**Stated problem:** Copy out the data below verbatim.

Dataset records about object locations:
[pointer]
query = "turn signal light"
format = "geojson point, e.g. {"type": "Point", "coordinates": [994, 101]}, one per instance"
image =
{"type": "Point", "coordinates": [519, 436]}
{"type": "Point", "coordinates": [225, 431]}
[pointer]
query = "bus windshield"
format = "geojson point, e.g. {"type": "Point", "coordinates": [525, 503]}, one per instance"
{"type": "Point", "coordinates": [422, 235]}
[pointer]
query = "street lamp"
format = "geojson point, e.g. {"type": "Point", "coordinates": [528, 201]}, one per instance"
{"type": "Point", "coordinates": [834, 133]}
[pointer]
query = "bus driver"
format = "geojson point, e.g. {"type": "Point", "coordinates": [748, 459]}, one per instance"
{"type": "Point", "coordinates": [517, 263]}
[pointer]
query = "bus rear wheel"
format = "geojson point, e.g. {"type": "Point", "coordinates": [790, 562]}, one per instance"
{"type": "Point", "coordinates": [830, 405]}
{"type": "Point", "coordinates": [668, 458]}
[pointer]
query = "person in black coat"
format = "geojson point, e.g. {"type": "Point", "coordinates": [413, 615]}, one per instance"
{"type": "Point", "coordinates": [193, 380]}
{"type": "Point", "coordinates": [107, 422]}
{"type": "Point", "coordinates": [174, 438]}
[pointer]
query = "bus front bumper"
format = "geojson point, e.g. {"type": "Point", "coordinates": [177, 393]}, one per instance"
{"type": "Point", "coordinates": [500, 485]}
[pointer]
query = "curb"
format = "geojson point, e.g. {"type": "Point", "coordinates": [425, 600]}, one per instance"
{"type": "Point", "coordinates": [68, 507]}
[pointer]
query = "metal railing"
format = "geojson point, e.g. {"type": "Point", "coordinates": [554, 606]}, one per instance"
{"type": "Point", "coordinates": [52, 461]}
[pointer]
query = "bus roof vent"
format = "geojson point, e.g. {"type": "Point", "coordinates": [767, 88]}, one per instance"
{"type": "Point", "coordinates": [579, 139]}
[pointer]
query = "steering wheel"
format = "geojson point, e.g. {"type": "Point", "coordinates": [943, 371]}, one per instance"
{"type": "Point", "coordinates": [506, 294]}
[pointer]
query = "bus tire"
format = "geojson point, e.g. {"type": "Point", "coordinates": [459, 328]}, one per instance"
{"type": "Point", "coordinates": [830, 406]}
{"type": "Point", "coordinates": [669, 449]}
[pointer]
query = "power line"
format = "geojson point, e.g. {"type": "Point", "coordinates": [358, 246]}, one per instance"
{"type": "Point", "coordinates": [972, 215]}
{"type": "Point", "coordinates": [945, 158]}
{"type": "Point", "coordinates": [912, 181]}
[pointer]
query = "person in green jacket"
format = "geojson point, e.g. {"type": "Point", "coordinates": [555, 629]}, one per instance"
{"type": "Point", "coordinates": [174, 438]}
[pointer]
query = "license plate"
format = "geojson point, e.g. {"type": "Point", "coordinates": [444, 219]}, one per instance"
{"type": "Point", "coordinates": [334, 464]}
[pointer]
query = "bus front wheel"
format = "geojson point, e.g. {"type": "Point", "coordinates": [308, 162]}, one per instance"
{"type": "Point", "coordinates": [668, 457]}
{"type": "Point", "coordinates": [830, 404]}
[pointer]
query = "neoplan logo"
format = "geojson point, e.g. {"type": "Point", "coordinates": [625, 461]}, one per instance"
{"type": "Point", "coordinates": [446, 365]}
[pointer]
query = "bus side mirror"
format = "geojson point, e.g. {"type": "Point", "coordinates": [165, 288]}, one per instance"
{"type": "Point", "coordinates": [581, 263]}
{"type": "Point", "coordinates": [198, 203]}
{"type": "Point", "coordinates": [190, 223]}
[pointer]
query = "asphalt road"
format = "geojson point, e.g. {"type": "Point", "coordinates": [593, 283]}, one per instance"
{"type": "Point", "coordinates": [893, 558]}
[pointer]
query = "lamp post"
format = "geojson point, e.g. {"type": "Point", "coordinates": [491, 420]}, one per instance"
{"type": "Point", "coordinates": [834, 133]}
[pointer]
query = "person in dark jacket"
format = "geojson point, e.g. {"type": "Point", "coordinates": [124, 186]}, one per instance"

**Full answer:**
[pointer]
query = "turn signal light"
format = "geojson point, e.g. {"type": "Point", "coordinates": [994, 101]}, one per instance"
image =
{"type": "Point", "coordinates": [519, 436]}
{"type": "Point", "coordinates": [225, 431]}
[pointer]
query = "bus windshield"
format = "geojson point, e.g. {"type": "Point", "coordinates": [525, 503]}, one per instance"
{"type": "Point", "coordinates": [422, 235]}
[pointer]
query = "street lamp"
format = "geojson point, e.g. {"type": "Point", "coordinates": [528, 201]}, one per instance"
{"type": "Point", "coordinates": [834, 133]}
[pointer]
query = "bus driver"
format = "geojson point, e.g. {"type": "Point", "coordinates": [748, 459]}, one per instance"
{"type": "Point", "coordinates": [517, 263]}
[pointer]
query = "bus rear wheel"
format = "geojson point, e.g. {"type": "Point", "coordinates": [790, 562]}, one per instance"
{"type": "Point", "coordinates": [830, 405]}
{"type": "Point", "coordinates": [668, 458]}
[pointer]
query = "person in black coat"
format = "geojson point, e.g. {"type": "Point", "coordinates": [413, 615]}, one per instance"
{"type": "Point", "coordinates": [193, 380]}
{"type": "Point", "coordinates": [107, 422]}
{"type": "Point", "coordinates": [174, 438]}
[pointer]
query = "bus front bumper"
format = "geojson point, e.g. {"type": "Point", "coordinates": [177, 393]}, one per instance"
{"type": "Point", "coordinates": [500, 485]}
[pointer]
query = "curb"
format = "geojson point, e.g. {"type": "Point", "coordinates": [425, 600]}, one per instance"
{"type": "Point", "coordinates": [68, 507]}
[pointer]
query = "metal railing"
format = "geojson point, e.g. {"type": "Point", "coordinates": [554, 606]}, one per instance"
{"type": "Point", "coordinates": [52, 461]}
[pointer]
query = "bus roof vent"
format = "geojson point, e.g. {"type": "Point", "coordinates": [767, 88]}, one per instance"
{"type": "Point", "coordinates": [579, 139]}
[pointer]
query = "steering wheel"
format = "geojson point, e.g. {"type": "Point", "coordinates": [943, 371]}, one per instance"
{"type": "Point", "coordinates": [506, 294]}
[pointer]
query = "bus tire"
format = "geojson point, e.g. {"type": "Point", "coordinates": [459, 328]}, one per instance"
{"type": "Point", "coordinates": [830, 406]}
{"type": "Point", "coordinates": [669, 449]}
[pointer]
query = "power line"
format = "geojson point, e.g. {"type": "Point", "coordinates": [358, 246]}, one per instance"
{"type": "Point", "coordinates": [972, 215]}
{"type": "Point", "coordinates": [945, 158]}
{"type": "Point", "coordinates": [912, 181]}
[pointer]
query = "person in green jacket"
format = "geojson point, e.g. {"type": "Point", "coordinates": [555, 629]}, one per instance"
{"type": "Point", "coordinates": [174, 438]}
[pointer]
query = "license plate"
format = "geojson point, e.g. {"type": "Point", "coordinates": [444, 219]}, one per instance"
{"type": "Point", "coordinates": [334, 464]}
[pointer]
query = "bus front wheel"
format = "geojson point, e.g. {"type": "Point", "coordinates": [308, 162]}, one per instance"
{"type": "Point", "coordinates": [668, 457]}
{"type": "Point", "coordinates": [830, 404]}
[pointer]
query = "neoplan logo"
format = "geojson point, e.g. {"type": "Point", "coordinates": [625, 461]}, one per instance"
{"type": "Point", "coordinates": [446, 365]}
[pointer]
query = "bus side mirror"
format = "geojson point, e.g. {"type": "Point", "coordinates": [165, 288]}, one per instance"
{"type": "Point", "coordinates": [581, 263]}
{"type": "Point", "coordinates": [198, 203]}
{"type": "Point", "coordinates": [190, 223]}
[pointer]
query = "asphalt road"
format = "geojson point, e.g. {"type": "Point", "coordinates": [593, 283]}, one per instance"
{"type": "Point", "coordinates": [893, 558]}
[pointer]
query = "lamp post"
format = "geojson point, e.g. {"type": "Point", "coordinates": [491, 420]}, one per instance"
{"type": "Point", "coordinates": [834, 133]}
[pointer]
query = "person in dark jacket"
format = "geojson point, e.g. {"type": "Point", "coordinates": [124, 186]}, one per instance"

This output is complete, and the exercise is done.